━━━━━ DATA PROVIDED ━━━━━
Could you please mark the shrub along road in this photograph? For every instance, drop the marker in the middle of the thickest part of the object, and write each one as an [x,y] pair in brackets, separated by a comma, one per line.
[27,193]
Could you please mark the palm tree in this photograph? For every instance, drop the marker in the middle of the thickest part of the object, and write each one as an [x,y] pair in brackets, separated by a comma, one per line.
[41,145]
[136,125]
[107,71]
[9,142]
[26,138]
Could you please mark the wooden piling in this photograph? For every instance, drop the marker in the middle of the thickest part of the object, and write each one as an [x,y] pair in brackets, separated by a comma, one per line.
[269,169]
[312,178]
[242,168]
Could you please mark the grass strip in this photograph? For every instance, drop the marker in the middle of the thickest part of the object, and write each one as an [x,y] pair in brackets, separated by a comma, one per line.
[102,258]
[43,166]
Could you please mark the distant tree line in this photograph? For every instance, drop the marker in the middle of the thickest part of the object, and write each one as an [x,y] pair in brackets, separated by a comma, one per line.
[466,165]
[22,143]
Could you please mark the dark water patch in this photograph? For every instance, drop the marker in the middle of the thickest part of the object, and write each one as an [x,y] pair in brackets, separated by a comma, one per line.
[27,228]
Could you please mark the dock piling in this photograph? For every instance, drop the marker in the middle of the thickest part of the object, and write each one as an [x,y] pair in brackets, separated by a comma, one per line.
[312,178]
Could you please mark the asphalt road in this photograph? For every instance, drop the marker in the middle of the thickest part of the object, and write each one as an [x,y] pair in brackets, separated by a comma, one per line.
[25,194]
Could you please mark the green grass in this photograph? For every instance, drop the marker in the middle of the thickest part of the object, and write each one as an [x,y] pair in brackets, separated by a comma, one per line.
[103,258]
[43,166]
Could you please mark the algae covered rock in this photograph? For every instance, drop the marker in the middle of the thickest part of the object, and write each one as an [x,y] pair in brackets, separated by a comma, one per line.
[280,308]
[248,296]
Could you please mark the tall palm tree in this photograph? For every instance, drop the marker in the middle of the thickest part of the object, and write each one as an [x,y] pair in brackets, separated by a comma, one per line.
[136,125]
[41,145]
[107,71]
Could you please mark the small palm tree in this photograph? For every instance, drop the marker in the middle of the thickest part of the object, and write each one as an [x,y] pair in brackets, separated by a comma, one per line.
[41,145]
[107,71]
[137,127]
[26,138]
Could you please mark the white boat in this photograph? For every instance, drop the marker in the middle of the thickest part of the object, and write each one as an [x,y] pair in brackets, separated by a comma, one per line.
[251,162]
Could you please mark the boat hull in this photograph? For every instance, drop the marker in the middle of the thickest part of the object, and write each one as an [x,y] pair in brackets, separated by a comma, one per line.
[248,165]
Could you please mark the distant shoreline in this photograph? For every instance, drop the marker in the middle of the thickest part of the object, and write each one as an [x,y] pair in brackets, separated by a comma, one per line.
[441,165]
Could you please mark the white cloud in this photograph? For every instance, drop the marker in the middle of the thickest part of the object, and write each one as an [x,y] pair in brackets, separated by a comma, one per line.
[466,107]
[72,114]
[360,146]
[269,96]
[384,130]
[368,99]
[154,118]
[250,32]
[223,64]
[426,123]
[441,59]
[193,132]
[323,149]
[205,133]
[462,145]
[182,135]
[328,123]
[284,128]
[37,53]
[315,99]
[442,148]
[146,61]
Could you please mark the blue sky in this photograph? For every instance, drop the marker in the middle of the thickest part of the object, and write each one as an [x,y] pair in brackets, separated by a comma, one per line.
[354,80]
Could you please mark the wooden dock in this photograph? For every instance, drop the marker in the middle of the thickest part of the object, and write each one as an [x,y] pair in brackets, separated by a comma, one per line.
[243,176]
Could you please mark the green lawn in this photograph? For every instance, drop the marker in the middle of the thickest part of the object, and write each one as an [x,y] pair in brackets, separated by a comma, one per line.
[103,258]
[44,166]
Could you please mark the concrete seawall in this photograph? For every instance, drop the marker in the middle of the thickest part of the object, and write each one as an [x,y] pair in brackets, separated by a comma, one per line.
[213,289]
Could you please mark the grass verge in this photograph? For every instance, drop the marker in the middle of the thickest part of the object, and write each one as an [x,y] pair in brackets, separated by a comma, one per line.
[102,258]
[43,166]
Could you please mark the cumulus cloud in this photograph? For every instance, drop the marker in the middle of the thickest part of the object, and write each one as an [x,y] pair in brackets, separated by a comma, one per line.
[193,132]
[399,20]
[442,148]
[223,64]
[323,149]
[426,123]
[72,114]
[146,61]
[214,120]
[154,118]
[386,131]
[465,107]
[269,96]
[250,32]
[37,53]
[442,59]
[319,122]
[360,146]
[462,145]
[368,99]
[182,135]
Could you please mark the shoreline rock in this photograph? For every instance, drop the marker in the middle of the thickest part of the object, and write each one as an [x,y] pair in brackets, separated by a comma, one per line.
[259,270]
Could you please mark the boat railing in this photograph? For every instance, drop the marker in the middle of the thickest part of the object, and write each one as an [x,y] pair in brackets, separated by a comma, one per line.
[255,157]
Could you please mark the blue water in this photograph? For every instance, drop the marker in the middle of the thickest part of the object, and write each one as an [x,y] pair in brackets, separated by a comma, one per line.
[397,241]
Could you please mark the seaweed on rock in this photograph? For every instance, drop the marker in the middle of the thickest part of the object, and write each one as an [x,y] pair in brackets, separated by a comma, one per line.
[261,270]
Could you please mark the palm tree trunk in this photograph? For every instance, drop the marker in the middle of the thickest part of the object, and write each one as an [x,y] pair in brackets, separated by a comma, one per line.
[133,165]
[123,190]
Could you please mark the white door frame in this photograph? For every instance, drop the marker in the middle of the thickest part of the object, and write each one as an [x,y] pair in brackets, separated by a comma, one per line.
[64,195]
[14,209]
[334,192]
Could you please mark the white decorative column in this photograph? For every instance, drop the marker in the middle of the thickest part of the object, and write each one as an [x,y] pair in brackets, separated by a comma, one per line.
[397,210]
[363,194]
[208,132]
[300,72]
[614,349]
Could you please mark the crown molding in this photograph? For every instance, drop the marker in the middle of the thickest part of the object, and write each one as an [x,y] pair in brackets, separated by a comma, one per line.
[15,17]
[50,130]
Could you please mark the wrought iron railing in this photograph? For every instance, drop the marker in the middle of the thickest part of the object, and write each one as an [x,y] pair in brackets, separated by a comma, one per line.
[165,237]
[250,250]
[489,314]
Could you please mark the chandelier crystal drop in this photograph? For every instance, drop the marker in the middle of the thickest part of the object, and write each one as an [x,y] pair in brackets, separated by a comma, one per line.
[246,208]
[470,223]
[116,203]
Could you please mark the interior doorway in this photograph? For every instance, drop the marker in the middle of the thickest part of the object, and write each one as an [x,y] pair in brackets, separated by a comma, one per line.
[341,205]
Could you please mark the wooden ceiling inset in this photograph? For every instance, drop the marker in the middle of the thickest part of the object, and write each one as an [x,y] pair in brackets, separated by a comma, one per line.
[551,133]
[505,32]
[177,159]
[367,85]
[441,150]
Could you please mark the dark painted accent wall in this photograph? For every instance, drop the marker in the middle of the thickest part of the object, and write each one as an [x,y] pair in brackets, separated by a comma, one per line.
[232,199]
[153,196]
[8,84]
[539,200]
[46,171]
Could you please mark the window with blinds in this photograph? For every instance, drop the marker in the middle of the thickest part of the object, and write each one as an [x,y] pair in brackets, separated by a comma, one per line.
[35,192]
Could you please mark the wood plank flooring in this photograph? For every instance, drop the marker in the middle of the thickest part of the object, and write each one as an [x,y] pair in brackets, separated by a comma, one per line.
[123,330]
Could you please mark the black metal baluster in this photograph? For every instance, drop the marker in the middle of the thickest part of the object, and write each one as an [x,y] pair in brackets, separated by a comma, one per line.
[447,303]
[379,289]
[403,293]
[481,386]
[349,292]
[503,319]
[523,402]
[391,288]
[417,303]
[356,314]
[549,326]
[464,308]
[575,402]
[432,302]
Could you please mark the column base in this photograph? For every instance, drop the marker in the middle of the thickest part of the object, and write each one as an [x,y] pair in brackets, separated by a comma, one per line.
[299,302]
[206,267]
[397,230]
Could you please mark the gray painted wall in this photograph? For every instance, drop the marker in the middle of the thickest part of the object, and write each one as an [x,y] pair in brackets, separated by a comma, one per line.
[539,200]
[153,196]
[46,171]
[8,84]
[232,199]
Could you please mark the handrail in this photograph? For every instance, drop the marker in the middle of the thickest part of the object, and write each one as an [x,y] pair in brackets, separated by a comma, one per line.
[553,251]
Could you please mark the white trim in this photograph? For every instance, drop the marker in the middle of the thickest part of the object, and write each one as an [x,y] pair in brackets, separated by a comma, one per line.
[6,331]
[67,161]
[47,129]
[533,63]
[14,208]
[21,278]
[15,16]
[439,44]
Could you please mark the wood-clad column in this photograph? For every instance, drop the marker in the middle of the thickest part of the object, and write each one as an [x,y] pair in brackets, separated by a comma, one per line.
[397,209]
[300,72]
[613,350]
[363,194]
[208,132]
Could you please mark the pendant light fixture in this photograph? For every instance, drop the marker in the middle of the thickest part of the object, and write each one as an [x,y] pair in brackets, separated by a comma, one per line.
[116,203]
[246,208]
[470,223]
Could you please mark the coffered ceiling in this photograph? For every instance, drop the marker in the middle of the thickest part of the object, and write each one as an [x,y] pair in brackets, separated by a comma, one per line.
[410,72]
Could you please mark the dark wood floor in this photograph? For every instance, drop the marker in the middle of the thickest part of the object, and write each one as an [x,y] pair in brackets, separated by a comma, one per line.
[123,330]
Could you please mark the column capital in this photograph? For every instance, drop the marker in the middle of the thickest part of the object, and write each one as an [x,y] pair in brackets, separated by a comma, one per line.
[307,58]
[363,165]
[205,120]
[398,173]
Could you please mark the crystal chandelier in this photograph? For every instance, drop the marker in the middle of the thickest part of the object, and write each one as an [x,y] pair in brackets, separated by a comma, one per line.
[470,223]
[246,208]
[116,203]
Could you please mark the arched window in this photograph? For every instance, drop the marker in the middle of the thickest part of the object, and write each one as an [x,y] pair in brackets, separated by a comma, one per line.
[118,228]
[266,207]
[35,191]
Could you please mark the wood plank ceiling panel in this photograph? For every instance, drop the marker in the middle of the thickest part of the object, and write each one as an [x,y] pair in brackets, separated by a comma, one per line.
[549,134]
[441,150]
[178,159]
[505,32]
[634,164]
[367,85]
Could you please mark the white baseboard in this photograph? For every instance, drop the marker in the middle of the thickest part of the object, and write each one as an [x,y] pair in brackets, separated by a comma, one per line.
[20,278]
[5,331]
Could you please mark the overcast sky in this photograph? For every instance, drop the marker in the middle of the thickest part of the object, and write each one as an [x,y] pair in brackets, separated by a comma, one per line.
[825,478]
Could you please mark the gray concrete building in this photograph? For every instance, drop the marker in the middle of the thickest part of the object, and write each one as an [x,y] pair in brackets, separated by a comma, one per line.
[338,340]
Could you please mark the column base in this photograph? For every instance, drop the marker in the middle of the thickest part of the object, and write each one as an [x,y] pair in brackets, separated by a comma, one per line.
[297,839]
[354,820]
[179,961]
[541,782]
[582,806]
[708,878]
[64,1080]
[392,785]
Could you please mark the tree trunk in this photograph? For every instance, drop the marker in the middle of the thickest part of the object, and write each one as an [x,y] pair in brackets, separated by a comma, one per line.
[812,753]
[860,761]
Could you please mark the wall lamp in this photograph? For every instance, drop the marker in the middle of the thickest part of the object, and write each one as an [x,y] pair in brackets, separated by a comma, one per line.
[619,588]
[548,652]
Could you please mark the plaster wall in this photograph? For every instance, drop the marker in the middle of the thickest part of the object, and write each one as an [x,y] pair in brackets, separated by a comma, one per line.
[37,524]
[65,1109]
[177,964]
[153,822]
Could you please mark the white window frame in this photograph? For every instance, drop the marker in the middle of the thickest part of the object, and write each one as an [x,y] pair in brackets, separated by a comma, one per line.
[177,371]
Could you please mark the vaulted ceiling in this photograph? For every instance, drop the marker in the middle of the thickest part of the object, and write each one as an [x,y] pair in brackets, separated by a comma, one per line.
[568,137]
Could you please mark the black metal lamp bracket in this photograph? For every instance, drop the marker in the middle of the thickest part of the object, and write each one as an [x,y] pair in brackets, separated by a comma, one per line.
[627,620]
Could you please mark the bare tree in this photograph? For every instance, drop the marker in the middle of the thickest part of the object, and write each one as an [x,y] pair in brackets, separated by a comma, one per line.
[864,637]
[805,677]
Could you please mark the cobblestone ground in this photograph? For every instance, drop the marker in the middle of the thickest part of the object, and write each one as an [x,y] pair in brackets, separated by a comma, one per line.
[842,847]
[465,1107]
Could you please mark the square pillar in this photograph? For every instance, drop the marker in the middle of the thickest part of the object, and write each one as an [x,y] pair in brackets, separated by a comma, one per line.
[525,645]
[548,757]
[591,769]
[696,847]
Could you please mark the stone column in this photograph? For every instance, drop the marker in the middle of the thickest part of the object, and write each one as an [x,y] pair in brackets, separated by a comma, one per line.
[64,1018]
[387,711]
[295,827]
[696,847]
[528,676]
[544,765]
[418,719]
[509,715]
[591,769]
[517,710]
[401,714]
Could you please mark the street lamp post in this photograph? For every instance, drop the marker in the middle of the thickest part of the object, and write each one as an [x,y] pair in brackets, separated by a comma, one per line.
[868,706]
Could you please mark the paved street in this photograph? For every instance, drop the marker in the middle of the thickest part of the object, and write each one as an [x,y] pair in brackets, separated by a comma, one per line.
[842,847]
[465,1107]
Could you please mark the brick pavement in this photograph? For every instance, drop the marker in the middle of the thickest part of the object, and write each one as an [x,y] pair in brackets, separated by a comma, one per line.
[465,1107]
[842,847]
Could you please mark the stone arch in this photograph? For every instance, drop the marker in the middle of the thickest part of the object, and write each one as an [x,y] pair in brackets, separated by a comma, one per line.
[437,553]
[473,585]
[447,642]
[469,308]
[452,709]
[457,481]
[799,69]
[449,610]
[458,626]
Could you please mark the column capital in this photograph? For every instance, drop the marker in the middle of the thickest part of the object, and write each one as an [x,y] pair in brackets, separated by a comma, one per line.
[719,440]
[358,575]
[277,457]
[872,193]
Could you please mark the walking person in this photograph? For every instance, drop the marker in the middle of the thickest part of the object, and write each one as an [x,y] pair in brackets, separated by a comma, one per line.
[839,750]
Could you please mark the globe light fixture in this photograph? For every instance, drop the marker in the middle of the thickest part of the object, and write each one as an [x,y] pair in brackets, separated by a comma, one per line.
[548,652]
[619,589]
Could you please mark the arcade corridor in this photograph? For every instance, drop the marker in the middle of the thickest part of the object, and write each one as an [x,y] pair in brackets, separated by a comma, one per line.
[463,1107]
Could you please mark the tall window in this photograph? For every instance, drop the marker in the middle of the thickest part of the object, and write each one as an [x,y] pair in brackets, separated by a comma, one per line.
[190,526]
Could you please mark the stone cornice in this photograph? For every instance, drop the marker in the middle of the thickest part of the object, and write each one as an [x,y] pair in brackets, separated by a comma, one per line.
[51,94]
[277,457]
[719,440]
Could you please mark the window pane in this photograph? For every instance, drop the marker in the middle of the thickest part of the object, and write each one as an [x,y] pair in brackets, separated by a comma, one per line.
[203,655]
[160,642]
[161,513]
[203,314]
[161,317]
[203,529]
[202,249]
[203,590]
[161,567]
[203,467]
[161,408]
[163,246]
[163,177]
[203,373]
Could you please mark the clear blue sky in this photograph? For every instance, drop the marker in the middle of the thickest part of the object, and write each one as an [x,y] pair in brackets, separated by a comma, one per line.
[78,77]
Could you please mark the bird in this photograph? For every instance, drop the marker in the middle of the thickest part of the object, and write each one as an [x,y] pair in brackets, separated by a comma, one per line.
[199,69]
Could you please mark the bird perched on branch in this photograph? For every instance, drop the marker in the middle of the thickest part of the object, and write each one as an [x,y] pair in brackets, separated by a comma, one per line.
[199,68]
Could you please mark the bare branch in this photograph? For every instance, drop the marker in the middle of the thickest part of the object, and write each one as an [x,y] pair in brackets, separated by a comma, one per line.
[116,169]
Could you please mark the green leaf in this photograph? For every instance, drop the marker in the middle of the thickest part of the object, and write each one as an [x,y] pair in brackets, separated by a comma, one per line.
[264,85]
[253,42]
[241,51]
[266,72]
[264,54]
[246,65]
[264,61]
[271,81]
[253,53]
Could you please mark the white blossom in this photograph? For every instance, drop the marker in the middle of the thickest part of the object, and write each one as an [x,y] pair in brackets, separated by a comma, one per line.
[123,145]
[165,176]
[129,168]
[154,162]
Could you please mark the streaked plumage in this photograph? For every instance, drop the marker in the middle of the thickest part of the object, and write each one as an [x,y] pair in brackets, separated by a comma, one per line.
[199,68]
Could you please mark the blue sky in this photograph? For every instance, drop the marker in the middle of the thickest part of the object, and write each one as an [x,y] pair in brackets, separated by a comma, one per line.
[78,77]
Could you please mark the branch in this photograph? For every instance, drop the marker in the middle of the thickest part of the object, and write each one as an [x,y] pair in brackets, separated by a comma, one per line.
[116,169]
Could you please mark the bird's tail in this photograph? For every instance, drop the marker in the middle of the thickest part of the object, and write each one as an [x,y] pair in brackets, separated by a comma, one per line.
━━━━━
[DIRECTIONS FOR THIS TASK]:
Only the lines from the one containing "Could you please mark the streaked" to the end of the records should be repeated, exactly as they appear.

[TASK RESULT]:
Could you please mark the streaked plumage in this photograph? For every instance, drop the marker in the middle of the thickest part of the object, and write each one as an [x,y] pair in brackets, separated by a comma, one per line.
[199,68]
Could you please mark the blue sky in this photograph? For every instance, drop the marker in the middle of the thickest part of the object, and write each one as an [x,y] pair in brackets, separated by a comma, one per line.
[78,77]
Could you please mark the branch in this photograph? For every instance, drop the marker in the middle of the thickest part of the object, and write each one as an [x,y] pair in brackets, separated by a comma, one per line.
[116,169]
Could you please mark the bird's tail in this photograph? For every instance, drop the marker in the middle of the thickest part of the object, and write each one as an [x,y] pair in brackets, separated by a comma, one per line.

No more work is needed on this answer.